**EXERCISE REQUIREMENTS:**
1 - Copy the stretch of the Lab21-01.exe write-up from "Attempting to run" through "the main function?".
2 - Answer these from the Lab21-01.exe write-up:
(a) What error message appears when the program is run on a 32-bit OS?
(b) At what address does IDA Free 7.0 place you in the main function?
(c) Which tool shows that the file was created in C++?
>> Start TEXT BLOCK
What happens when you run this program without any parameters?

Answer 1

If we attempt to run this in a x86 (32-bit) OS, we’re presented with an error message that it is not compatible with this version of windows as it has been compiled for a 64-bit OS.

Lab21-01.exe

Attempting to run this in a 64-bit OS with a tool such as procmon running reveals that it simply exits and doesn’t do anything of interest. A number of events are still shown based on registry keys queried and files loaded, as part of normal process execution, but nothing stands out as interesting.

Lab21-01.exe

Question 2

Depending on your version of IDA Pro, main may not be recognized automatically. How can you identify the call to the main function?

Answer 2

If we open this in IDA Free 7.0 as a standard AMD64 PE file…

Lab21-01.exe

We find that we’re dumped into the main function located at 0x1400010C0.

Lab21-01.exe

If we instead open this in another disassembler which doesn’t identify the main function, in this case we’ll open it in Cutter, if we enable offset visibility in Cutter preferences, we can see we start at 0x140001750.

Lab21-01.exe

To identify the call to our main function we will need to look for a call, likely after any ‘GetCommandLineA’ checks which may be present. If we examine the underlying structure of this PE file using Detect-It-Easy (DIE), we can see it was created in C++.

Lab21-01.exe

If we examine what a main function would look like in C++ using the C++ language reference, we find that it must pass ‘argc’, ‘argv’, and ‘envp’ if it is passing environment variables.

Lab21-01.exe

Due to this we know that any call to the main function would need to take 3 parameters, 2 of these being envp and argv, and another which is an integer. If we continue to examine our disassembly, we only find one call to function 0x1400010C0 which takes 3 parameters.
>> End TEXT BLOCK
>> Start RAW DATA
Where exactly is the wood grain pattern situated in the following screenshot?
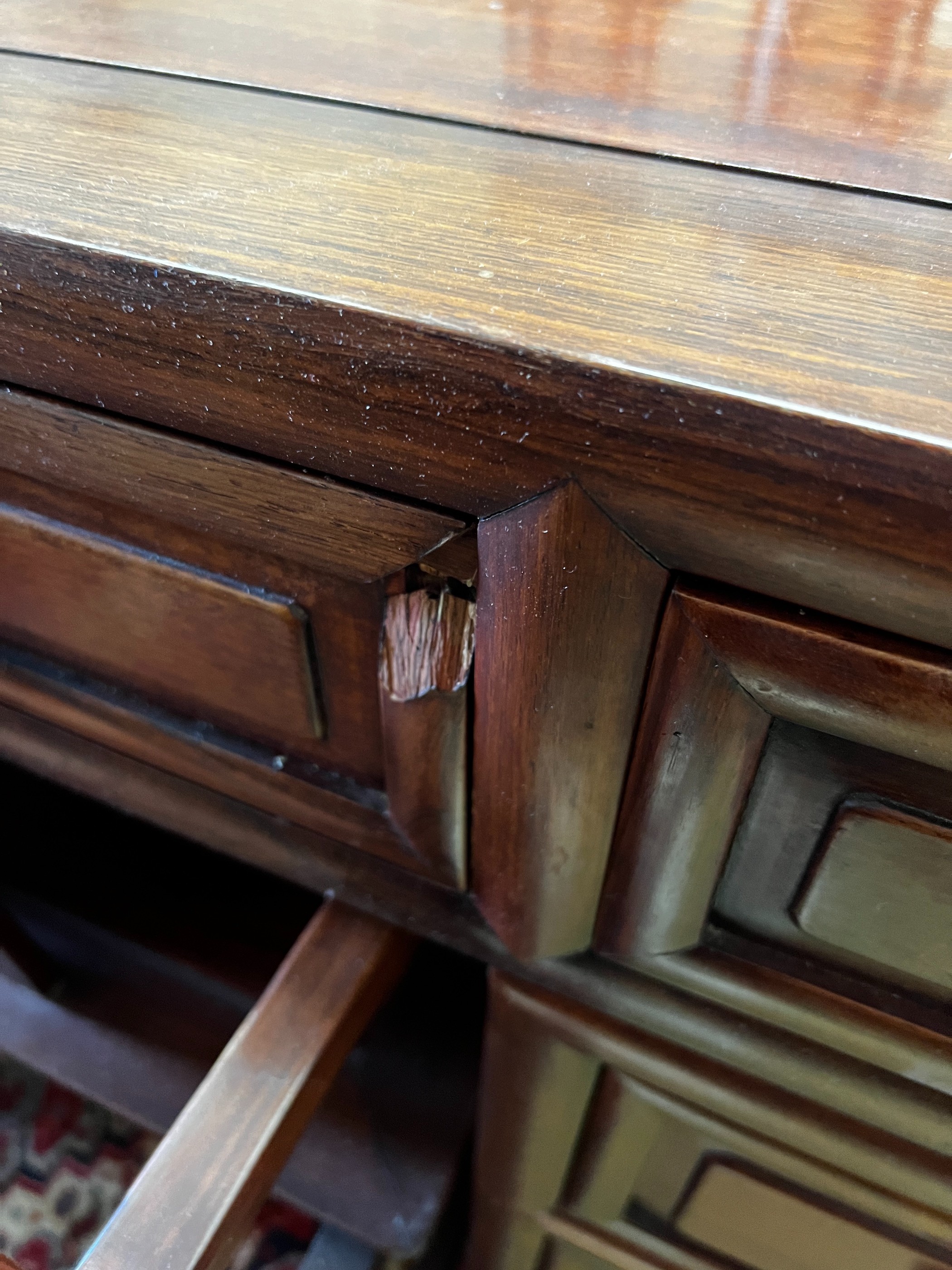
>> End RAW DATA
**FULL SOLUTIONS:**
1 -
Attempting to run this in a 64-bit OS with a tool such as procmon running reveals that it simply exits and doesn’t do anything of interest. A number of events are still shown based on registry keys queried and files loaded, as part of normal process execution, but nothing stands out as interesting.

Lab21-01.exe

Question 2

Depending on your version of IDA Pro, main may not be recognized automatically. How can you identify the call to the main function?

2 -
(a) It says the program is not compatible with this version of Windows, because it was compiled for a 64-bit OS.
(b) 0x1400010C0
(c) Detect-It-Easy (DIE)